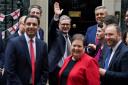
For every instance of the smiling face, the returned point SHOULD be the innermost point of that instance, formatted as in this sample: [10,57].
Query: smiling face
[112,36]
[31,26]
[100,14]
[77,49]
[64,24]
[35,12]
[100,33]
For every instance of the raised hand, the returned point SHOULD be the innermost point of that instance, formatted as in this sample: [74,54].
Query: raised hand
[57,9]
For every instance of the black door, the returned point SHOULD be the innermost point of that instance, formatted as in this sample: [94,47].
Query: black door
[9,6]
[81,12]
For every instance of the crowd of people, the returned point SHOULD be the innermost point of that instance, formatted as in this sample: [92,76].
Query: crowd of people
[99,59]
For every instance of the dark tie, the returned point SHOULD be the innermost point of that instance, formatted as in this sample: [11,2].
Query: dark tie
[68,45]
[108,58]
[32,61]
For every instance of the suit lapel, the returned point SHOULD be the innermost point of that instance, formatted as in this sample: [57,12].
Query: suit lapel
[26,49]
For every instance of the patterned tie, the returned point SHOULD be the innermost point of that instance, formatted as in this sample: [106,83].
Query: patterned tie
[32,61]
[108,58]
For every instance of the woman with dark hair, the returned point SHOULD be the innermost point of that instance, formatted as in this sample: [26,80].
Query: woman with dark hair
[79,68]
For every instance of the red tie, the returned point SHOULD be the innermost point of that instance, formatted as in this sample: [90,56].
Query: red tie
[32,61]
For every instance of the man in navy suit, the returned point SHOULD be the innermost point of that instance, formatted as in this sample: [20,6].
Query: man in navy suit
[2,72]
[100,13]
[115,71]
[20,66]
[57,43]
[36,10]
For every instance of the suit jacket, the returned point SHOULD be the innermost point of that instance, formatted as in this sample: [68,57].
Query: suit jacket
[82,73]
[117,73]
[91,34]
[18,62]
[56,43]
[41,33]
[1,52]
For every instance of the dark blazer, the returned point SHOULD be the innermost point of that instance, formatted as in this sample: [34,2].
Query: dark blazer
[117,73]
[82,73]
[91,34]
[56,43]
[2,57]
[18,63]
[1,52]
[41,33]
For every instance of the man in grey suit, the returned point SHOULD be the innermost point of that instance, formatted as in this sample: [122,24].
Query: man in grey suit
[115,71]
[58,34]
[26,61]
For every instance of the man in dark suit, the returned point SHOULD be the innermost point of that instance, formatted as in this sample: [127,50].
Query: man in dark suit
[36,10]
[100,13]
[57,43]
[115,71]
[26,61]
[2,72]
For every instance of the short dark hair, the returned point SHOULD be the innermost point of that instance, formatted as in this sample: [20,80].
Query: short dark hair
[32,16]
[78,37]
[110,19]
[35,6]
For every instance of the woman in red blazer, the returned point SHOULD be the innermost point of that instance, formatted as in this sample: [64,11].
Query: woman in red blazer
[79,68]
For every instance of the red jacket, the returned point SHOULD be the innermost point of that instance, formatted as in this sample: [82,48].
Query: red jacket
[84,72]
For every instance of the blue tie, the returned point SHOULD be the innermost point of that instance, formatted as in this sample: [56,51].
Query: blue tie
[107,58]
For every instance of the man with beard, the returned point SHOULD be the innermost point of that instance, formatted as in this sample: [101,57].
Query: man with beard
[58,42]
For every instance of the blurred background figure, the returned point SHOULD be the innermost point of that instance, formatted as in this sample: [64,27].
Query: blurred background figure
[100,13]
[36,10]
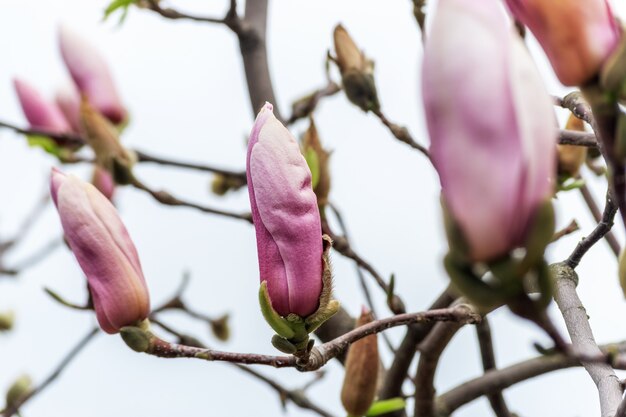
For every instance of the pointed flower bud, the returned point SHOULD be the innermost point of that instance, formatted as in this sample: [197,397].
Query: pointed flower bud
[91,75]
[286,217]
[571,157]
[491,125]
[578,36]
[317,158]
[104,251]
[357,71]
[68,100]
[40,113]
[361,377]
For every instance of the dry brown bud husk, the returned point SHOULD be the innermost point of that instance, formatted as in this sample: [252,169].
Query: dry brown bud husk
[103,138]
[571,157]
[360,381]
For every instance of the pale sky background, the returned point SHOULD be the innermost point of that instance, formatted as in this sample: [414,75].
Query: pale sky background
[184,86]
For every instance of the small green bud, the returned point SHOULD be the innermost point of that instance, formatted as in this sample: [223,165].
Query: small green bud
[18,390]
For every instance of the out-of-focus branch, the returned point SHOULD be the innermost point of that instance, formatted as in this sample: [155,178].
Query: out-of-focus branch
[578,327]
[604,227]
[485,342]
[13,408]
[342,245]
[499,379]
[231,19]
[576,138]
[392,386]
[305,106]
[597,215]
[167,199]
[401,133]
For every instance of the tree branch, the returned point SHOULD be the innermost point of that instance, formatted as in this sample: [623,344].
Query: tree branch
[13,408]
[499,379]
[319,355]
[485,342]
[578,327]
[604,227]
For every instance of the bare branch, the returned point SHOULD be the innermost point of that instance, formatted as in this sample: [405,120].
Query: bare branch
[13,408]
[578,327]
[499,379]
[496,399]
[604,227]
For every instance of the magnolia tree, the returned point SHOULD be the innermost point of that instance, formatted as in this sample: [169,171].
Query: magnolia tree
[499,154]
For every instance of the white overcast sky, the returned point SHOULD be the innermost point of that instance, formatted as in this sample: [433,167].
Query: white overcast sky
[184,86]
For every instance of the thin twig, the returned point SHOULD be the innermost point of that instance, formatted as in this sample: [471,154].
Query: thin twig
[401,133]
[604,227]
[167,199]
[298,397]
[360,275]
[597,215]
[144,157]
[577,323]
[567,230]
[305,106]
[319,355]
[13,408]
[485,342]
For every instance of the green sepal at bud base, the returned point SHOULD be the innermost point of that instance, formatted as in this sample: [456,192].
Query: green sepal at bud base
[613,73]
[21,387]
[7,320]
[539,235]
[138,338]
[360,89]
[220,327]
[620,137]
[622,271]
[293,331]
[327,307]
[470,285]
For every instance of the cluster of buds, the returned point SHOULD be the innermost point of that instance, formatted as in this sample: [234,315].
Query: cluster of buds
[295,294]
[104,251]
[357,71]
[94,110]
[483,97]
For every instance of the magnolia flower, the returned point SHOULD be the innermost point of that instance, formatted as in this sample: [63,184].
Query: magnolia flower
[104,251]
[578,36]
[286,217]
[91,75]
[491,125]
[40,113]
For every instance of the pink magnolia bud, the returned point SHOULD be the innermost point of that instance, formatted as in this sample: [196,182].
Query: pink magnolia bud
[578,36]
[103,250]
[68,100]
[286,217]
[40,113]
[91,75]
[491,124]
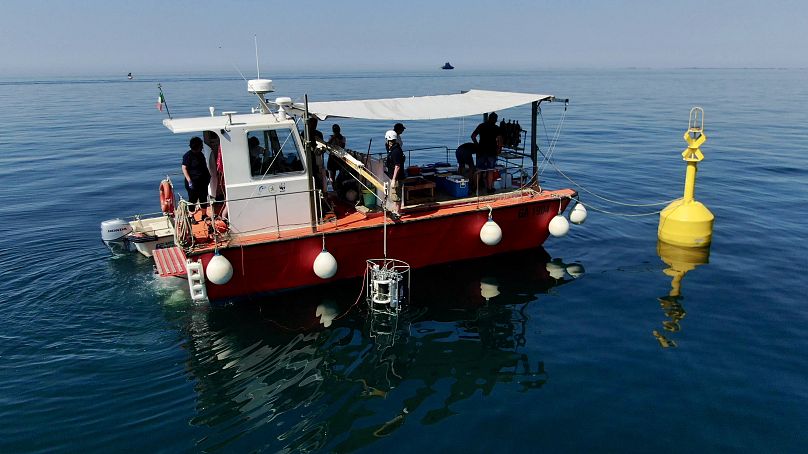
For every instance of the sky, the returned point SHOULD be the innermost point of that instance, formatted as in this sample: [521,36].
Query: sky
[93,37]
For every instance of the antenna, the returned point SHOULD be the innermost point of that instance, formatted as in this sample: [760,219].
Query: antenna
[257,66]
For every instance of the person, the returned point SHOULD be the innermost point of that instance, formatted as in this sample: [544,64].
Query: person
[399,129]
[465,159]
[394,167]
[216,188]
[336,140]
[196,173]
[318,166]
[257,155]
[489,146]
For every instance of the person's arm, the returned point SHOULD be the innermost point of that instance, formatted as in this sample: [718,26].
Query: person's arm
[187,176]
[474,134]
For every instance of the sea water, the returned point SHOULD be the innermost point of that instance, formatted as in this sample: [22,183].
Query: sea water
[509,353]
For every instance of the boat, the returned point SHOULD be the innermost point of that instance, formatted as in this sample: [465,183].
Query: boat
[276,230]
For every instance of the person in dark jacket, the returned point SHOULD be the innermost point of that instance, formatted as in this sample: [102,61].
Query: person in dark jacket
[195,171]
[394,167]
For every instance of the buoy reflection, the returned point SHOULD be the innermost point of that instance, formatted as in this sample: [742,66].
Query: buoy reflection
[680,261]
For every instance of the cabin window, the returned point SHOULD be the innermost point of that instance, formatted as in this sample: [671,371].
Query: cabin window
[273,152]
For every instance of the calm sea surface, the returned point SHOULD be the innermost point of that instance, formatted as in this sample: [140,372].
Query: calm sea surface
[642,353]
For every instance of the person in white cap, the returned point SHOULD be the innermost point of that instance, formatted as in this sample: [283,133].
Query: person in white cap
[399,129]
[394,167]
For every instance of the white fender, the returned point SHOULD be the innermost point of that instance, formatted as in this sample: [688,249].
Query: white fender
[578,214]
[559,226]
[219,270]
[325,265]
[491,233]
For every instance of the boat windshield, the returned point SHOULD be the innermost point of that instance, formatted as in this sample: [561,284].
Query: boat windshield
[273,152]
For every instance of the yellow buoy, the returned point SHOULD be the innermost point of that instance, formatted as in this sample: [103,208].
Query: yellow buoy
[687,222]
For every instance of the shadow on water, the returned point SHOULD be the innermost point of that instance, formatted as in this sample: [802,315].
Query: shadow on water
[315,369]
[680,261]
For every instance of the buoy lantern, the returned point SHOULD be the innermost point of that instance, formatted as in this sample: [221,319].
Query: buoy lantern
[219,270]
[325,265]
[578,214]
[490,233]
[559,226]
[686,222]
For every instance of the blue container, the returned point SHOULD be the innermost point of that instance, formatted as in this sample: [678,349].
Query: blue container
[454,185]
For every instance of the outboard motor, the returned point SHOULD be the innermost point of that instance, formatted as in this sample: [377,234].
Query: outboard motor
[114,235]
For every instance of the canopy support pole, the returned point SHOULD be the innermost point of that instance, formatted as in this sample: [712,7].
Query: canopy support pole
[307,133]
[534,146]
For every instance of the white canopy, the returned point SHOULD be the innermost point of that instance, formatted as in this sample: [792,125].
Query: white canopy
[472,102]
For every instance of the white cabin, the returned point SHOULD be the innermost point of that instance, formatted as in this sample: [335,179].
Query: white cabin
[267,188]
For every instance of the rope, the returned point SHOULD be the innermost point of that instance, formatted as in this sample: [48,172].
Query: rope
[361,292]
[618,214]
[548,161]
[605,198]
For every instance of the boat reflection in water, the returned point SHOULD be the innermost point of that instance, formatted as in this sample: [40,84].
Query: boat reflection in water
[308,371]
[680,260]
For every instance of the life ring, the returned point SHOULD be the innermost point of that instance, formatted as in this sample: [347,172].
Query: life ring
[166,197]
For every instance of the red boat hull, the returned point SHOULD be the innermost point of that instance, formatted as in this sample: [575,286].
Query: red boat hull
[287,263]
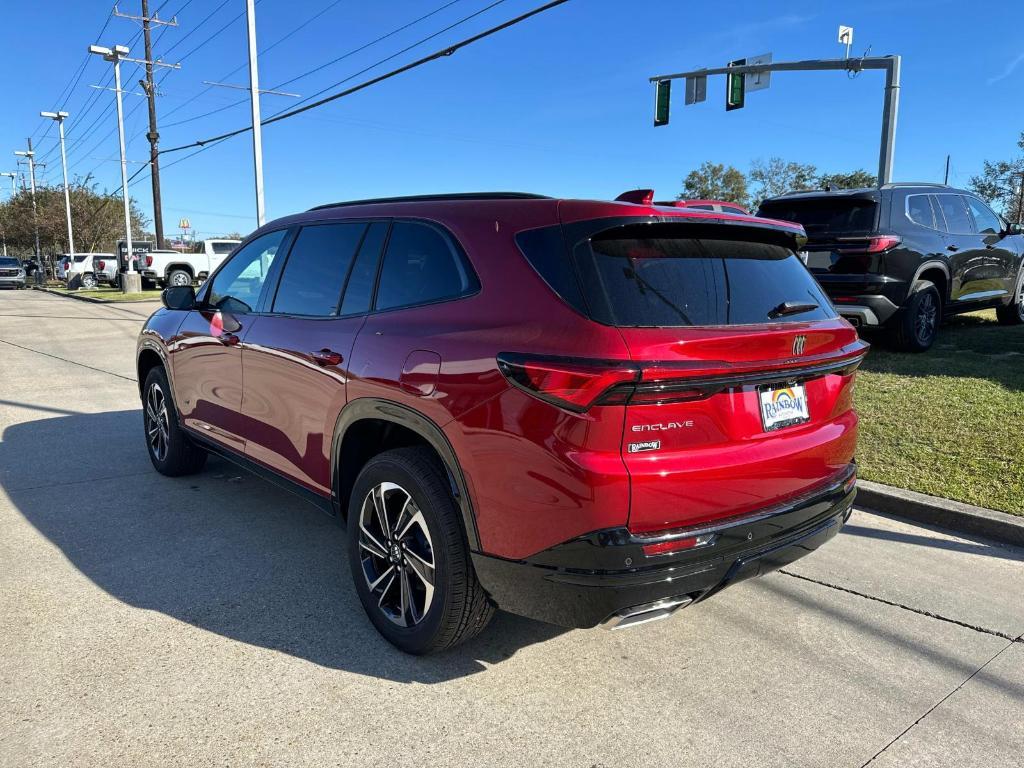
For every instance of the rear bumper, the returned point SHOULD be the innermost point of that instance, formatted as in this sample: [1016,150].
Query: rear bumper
[605,577]
[863,299]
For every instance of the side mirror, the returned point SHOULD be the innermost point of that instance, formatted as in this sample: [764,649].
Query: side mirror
[178,297]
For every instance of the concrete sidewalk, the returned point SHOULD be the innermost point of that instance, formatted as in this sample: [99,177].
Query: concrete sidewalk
[210,621]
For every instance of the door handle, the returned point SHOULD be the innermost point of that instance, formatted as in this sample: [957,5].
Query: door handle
[327,357]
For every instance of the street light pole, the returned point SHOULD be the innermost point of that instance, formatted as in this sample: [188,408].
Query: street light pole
[254,98]
[130,281]
[58,118]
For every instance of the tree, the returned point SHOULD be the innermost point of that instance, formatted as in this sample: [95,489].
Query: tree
[715,181]
[1001,183]
[97,219]
[776,176]
[850,180]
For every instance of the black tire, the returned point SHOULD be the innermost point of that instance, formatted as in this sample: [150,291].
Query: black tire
[171,452]
[178,278]
[1013,313]
[916,325]
[457,607]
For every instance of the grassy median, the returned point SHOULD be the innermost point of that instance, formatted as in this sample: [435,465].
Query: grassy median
[948,422]
[108,294]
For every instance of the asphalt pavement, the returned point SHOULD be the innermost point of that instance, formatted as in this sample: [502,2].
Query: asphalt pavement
[210,621]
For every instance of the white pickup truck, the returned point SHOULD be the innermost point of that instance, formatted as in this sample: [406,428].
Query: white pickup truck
[176,268]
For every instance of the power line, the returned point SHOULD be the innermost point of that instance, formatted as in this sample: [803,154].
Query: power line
[446,51]
[352,52]
[263,52]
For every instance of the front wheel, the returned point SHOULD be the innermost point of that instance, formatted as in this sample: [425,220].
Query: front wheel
[409,557]
[170,450]
[916,325]
[1013,313]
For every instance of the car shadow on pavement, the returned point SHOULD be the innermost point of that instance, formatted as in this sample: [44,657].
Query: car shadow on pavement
[957,545]
[221,550]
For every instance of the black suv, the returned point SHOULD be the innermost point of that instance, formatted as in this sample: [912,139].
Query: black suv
[900,256]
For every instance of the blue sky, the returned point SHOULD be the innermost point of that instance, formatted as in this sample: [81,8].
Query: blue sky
[559,104]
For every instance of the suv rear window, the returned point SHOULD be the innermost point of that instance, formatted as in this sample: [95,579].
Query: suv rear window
[645,275]
[824,215]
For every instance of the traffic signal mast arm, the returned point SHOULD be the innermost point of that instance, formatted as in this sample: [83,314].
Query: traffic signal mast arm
[891,66]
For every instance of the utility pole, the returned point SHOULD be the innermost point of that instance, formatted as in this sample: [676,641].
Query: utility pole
[130,280]
[58,118]
[13,192]
[151,91]
[890,105]
[31,157]
[254,98]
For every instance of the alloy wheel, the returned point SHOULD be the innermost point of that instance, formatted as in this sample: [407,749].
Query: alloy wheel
[396,554]
[158,428]
[928,317]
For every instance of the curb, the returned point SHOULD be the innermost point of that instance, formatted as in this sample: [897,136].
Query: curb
[956,516]
[89,299]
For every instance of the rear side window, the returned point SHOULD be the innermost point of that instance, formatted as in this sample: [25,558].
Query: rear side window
[824,215]
[955,214]
[985,221]
[650,275]
[421,266]
[316,267]
[919,210]
[359,289]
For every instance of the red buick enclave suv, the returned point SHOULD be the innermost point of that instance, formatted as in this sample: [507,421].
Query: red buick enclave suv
[582,412]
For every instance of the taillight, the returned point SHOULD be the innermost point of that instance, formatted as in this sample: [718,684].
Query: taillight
[569,383]
[677,545]
[869,245]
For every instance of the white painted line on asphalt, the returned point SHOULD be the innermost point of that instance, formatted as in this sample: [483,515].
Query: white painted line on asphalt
[65,359]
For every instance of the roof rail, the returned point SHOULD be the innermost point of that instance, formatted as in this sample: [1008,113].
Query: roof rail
[434,199]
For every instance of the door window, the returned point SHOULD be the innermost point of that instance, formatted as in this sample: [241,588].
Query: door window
[316,267]
[985,221]
[421,266]
[954,212]
[238,286]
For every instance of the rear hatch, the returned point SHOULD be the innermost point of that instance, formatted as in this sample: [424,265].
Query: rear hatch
[743,392]
[842,228]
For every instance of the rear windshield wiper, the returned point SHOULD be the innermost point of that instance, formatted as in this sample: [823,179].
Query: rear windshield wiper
[791,307]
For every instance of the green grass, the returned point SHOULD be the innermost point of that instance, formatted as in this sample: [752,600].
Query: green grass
[948,422]
[110,294]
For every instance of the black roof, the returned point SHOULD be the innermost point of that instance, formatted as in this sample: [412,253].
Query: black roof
[865,192]
[434,199]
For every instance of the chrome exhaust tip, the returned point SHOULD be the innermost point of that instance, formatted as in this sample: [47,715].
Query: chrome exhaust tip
[634,616]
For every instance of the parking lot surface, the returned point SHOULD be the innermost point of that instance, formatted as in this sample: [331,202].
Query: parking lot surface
[210,621]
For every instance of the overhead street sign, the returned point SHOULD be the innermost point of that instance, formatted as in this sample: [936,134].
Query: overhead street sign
[663,96]
[734,87]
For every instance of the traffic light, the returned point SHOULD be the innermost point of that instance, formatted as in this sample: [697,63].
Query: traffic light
[734,87]
[663,93]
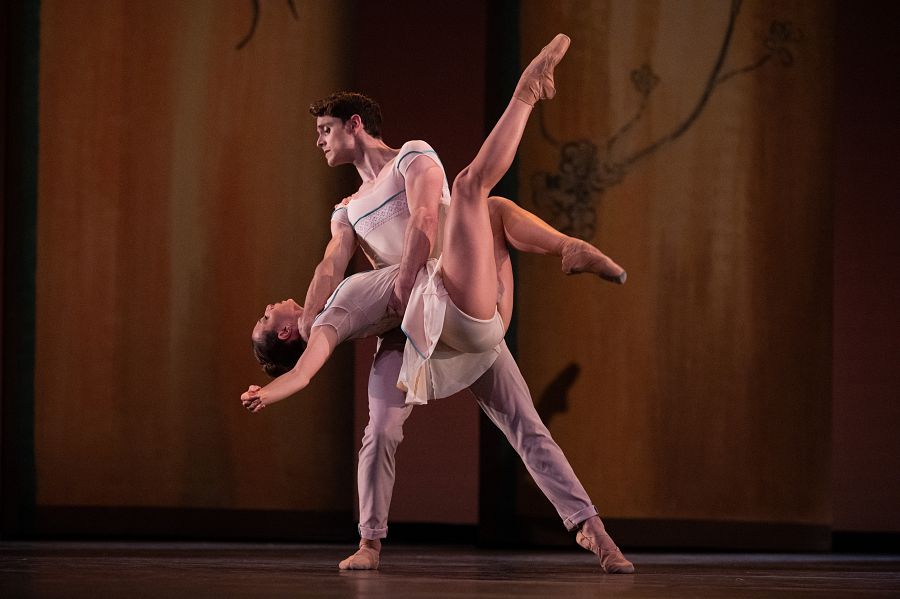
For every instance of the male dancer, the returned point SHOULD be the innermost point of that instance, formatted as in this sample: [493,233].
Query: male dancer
[403,191]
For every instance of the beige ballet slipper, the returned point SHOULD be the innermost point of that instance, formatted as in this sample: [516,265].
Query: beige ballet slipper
[366,558]
[580,256]
[611,559]
[536,82]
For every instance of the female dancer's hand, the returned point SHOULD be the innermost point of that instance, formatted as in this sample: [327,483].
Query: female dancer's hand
[252,399]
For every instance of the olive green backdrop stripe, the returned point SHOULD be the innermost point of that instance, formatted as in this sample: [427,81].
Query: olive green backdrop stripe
[21,31]
[497,459]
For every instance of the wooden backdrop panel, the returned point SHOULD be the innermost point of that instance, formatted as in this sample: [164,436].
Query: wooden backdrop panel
[179,192]
[700,389]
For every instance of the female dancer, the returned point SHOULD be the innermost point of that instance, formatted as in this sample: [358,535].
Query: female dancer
[453,317]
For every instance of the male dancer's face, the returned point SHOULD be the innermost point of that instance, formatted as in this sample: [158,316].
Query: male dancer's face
[335,140]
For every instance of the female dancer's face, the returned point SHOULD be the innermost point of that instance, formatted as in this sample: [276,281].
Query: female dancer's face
[281,317]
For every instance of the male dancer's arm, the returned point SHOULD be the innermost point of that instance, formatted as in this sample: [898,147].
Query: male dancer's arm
[329,273]
[424,181]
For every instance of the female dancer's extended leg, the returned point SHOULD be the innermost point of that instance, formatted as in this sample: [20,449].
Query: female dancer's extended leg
[469,269]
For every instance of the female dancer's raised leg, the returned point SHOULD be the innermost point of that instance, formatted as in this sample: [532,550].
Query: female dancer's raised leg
[528,233]
[469,269]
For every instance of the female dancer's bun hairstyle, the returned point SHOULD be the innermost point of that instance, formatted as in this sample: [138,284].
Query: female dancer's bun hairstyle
[275,355]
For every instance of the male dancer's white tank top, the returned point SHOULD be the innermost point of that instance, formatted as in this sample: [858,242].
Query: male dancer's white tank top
[379,217]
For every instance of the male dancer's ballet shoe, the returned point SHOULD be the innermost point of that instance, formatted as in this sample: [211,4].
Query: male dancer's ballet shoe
[580,256]
[536,82]
[611,559]
[366,558]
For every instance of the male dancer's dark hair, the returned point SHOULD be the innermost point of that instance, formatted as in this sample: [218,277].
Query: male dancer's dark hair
[343,105]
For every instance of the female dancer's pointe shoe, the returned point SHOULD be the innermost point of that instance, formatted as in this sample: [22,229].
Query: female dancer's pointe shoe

──────

# WORK ORDER
An exact copy is needed of the lines from the start of the listing through the line with "For every instance of the dark tie, the", both end lines included and pictures excluded.

# OUTPUT
For every instance of the smiling face, the returned point SHOULD be the innermost point of that instance, formatted as in this sample: [10,57].
Query: smiling face
[112,36]
[31,26]
[100,14]
[77,49]
[64,24]
[35,12]
[100,33]
For every instance of the raised hand, the returned point SHOULD be the innermost point of that instance, formatted as in this sample: [74,54].
Query: raised hand
[57,9]
For every instance of the black door, the returned point SHOULD be the innermost point of that instance, formatted as in this sample: [94,47].
Query: black door
[9,6]
[81,12]
For every instance of the crowd of people, the returned point SHOULD be the innermost point of that instance, formatted as in this sample: [92,76].
Query: crowd of people
[99,59]
For every instance of the dark tie, the returned point SHOULD be the innermost point of that instance, formatted as in this sample: [11,2].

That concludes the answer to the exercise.